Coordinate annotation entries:

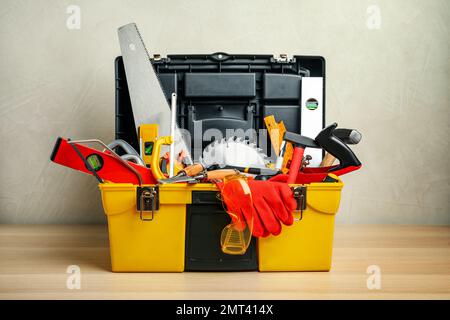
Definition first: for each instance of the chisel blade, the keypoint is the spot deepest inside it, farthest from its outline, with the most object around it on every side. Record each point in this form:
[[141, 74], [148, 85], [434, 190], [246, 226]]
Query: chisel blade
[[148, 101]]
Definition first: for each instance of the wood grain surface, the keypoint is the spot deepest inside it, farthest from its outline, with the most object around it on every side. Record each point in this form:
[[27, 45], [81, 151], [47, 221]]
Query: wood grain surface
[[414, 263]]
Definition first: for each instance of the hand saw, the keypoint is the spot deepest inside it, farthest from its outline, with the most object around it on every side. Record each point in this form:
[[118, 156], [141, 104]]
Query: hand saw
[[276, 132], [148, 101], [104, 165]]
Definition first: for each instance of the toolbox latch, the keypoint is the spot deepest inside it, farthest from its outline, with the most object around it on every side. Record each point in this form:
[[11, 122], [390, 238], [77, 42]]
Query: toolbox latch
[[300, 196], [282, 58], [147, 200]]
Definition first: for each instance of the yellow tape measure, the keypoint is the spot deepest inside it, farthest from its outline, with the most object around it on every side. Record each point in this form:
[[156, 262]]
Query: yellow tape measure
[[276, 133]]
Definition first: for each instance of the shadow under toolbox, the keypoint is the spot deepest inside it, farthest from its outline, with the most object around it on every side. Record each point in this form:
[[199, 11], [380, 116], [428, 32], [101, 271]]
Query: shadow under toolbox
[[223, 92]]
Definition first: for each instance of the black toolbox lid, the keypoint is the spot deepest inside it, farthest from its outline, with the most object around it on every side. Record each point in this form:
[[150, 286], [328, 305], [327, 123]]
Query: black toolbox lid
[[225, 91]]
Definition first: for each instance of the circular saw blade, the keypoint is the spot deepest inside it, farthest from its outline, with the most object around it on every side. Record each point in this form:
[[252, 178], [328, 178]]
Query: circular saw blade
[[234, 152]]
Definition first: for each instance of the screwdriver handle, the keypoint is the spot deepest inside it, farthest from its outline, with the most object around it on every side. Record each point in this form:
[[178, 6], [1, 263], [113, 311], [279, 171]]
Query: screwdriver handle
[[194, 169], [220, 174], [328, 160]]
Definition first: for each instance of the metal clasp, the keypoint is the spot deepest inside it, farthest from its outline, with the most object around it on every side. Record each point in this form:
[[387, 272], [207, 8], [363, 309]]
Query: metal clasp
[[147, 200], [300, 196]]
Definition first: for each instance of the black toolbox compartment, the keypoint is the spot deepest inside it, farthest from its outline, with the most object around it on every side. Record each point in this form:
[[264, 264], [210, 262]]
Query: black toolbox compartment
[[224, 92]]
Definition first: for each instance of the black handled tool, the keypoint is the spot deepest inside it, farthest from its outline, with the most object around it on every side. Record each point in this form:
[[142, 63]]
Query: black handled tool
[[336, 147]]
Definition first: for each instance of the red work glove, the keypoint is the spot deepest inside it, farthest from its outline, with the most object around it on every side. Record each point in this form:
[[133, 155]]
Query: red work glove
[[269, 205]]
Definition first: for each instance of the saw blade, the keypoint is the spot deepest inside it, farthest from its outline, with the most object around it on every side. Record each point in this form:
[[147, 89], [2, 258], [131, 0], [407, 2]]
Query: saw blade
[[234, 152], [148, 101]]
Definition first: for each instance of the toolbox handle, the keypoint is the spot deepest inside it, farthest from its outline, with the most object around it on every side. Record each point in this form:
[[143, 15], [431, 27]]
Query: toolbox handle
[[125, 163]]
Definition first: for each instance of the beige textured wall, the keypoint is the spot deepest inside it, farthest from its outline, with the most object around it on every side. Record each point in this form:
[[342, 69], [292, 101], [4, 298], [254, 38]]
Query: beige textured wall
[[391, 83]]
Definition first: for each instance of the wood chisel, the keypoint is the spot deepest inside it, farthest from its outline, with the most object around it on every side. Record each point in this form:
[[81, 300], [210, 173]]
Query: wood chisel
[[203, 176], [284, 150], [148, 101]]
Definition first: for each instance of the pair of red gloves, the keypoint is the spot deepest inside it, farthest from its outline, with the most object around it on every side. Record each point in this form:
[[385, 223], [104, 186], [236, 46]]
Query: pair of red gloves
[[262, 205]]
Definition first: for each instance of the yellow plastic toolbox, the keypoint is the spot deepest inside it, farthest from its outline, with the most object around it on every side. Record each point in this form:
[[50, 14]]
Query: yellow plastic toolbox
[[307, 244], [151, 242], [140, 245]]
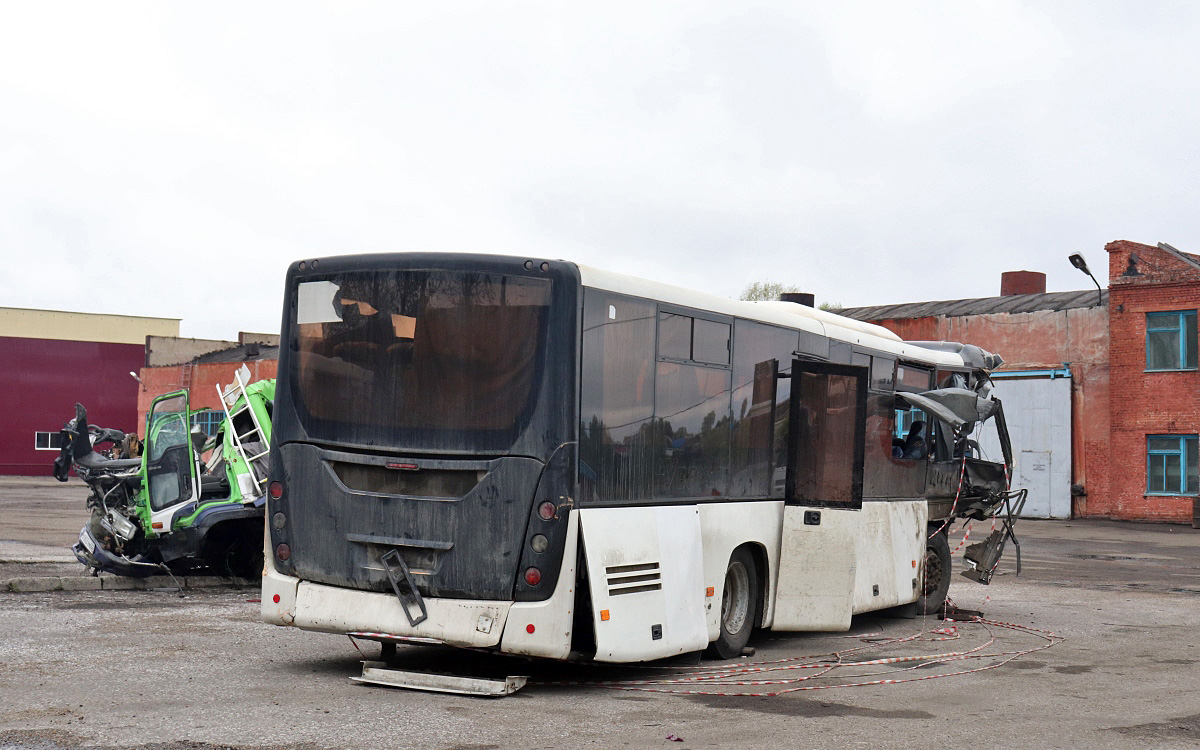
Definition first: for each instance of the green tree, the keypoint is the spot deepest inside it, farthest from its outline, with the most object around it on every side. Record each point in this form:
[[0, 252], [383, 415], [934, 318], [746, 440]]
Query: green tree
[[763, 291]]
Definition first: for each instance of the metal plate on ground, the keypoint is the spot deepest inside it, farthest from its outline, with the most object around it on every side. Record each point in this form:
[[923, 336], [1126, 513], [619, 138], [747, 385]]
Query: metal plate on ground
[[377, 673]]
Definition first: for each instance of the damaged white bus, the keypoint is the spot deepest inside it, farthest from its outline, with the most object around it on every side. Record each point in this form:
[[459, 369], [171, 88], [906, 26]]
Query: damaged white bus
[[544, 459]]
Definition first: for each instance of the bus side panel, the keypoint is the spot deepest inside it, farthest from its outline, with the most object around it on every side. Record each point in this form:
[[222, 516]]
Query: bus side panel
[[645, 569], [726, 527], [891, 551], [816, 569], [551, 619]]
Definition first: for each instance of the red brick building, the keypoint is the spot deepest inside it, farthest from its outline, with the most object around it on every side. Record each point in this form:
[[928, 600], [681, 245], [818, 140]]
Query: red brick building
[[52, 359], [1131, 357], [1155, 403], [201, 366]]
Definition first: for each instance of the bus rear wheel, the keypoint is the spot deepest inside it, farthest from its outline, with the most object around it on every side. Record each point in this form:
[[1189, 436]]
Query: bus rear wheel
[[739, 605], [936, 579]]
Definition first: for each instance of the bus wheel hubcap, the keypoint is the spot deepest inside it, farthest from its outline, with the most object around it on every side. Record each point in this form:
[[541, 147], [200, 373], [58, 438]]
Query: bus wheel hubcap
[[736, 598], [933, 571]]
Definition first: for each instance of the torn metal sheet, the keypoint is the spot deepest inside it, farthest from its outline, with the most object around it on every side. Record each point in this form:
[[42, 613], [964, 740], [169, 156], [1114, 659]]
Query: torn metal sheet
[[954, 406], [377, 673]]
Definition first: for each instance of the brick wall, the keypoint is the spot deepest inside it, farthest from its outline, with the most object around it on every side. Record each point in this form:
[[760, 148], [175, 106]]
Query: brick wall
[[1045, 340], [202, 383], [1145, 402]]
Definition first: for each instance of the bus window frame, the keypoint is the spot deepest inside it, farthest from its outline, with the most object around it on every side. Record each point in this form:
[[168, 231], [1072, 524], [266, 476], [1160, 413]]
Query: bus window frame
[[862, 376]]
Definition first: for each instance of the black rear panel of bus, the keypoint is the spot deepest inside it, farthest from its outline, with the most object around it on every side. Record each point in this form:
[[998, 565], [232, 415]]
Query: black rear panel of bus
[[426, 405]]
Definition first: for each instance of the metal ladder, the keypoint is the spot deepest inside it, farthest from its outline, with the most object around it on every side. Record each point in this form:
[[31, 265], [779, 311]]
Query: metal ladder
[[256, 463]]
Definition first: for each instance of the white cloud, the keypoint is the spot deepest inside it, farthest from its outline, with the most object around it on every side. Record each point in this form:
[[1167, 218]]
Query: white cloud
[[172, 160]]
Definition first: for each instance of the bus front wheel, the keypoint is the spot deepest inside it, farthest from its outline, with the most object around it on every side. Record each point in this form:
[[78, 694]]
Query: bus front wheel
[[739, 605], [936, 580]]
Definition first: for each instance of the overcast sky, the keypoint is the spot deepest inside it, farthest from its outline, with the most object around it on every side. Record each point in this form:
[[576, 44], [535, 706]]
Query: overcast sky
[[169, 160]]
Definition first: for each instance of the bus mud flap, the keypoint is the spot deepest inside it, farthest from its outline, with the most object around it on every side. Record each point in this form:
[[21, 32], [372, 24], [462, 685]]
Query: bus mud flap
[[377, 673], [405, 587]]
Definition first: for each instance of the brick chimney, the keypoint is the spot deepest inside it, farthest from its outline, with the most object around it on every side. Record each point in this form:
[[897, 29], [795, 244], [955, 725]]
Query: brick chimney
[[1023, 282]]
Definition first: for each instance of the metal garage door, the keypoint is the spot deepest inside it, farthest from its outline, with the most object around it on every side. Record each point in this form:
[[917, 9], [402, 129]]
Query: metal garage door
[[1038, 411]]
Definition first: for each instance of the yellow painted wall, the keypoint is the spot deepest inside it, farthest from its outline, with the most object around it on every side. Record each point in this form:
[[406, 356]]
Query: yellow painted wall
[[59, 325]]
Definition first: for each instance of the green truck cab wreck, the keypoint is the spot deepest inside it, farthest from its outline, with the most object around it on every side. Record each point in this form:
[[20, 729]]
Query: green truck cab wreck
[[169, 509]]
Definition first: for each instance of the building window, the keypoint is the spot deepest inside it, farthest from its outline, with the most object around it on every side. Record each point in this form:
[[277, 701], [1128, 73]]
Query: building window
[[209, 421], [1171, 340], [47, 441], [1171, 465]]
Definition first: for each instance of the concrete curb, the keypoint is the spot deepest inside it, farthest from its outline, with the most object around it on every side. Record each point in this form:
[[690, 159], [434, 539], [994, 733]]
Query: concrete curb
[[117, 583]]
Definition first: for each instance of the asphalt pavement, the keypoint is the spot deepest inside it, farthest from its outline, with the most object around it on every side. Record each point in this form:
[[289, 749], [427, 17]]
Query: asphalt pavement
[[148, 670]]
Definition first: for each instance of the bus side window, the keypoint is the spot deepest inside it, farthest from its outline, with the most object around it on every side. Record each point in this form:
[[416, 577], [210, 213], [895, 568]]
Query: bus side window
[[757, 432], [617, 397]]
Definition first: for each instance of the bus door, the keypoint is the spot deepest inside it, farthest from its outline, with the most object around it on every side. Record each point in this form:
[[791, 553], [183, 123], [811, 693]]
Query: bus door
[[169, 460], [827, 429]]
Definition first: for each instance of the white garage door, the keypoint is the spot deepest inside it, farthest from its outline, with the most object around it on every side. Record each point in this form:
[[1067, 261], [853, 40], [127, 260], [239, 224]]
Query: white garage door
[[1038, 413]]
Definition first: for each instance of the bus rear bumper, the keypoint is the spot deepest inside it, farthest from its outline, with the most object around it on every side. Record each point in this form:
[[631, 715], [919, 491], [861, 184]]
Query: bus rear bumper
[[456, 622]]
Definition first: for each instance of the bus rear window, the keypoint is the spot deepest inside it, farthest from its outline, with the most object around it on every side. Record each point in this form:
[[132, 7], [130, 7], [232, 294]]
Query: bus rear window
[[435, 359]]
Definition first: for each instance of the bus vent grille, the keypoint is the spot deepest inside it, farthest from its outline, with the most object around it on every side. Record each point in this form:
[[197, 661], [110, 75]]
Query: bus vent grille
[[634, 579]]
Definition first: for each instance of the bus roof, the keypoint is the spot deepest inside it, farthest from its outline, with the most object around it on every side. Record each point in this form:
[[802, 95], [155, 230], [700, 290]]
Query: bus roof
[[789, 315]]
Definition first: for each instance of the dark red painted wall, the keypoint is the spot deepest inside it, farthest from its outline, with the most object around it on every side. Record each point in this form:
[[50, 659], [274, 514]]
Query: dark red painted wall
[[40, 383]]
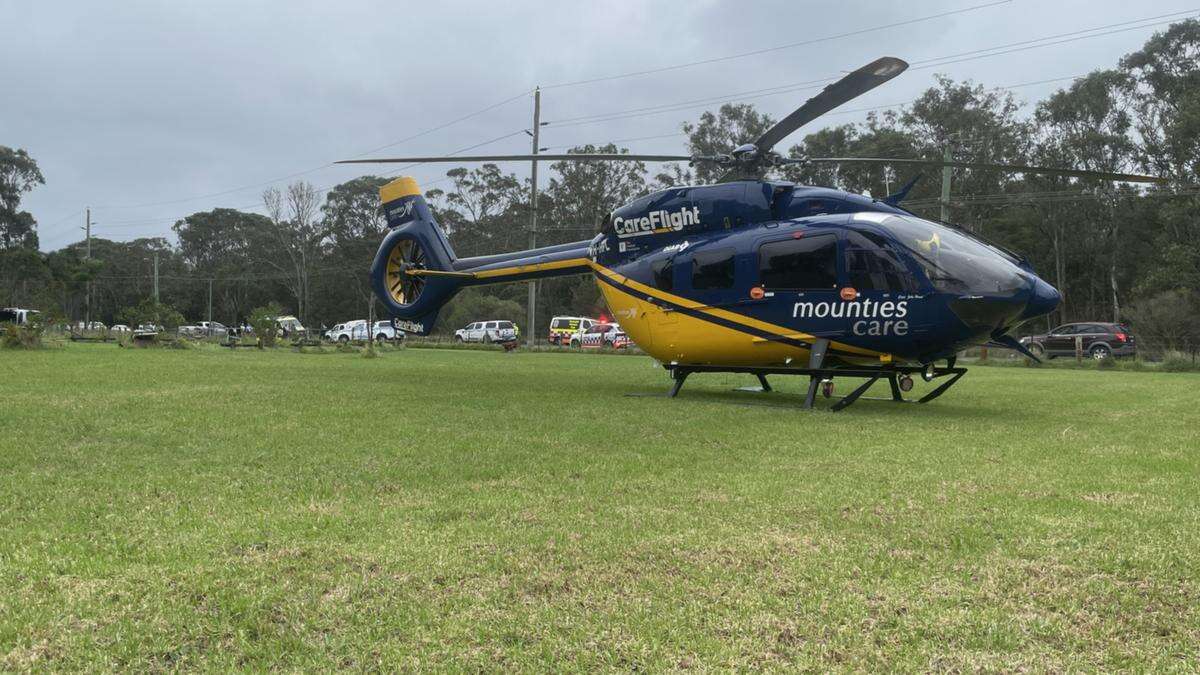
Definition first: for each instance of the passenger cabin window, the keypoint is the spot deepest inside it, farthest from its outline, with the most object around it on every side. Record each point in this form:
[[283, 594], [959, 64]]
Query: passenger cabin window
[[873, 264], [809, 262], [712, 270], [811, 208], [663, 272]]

* **What is being asked**
Please copy out, unchanged, the lines of the listing from the one holding "Definition first: for each instance of the bus window" through the one holding "[[172, 160]]", both included.

* **Exercise solution**
Definition first: for each instance of the bus window frame, the keypoint is the spot deepest inside it, farthest from its outline, with the most object around it on every side. Record each point in this form:
[[168, 231], [1072, 524], [266, 476], [1160, 413]]
Query: bus window frame
[[862, 376]]
Definition first: for each instance of the black rear panel of bus, the keypoint is the spot deepest inside it, farthest from its outline, with the most object around it on every side. Record each point in this form:
[[998, 565], [232, 415]]
Query: black rear panel of bus
[[426, 405]]
Definition first: for each instance of the metal ladder, the keypoint is the spot deepest inside it, farthest from its outline, with the most object around it on every side. Record each point in this form:
[[31, 265], [779, 311]]
Query: metal ladder
[[256, 463]]
Definition first: for each instance of the white cloud, the keypoint is the spot deepest inside it, farthest from its outline, with the most object around it on every side. Record each point in this form:
[[1167, 218]]
Query: white cloud
[[172, 160]]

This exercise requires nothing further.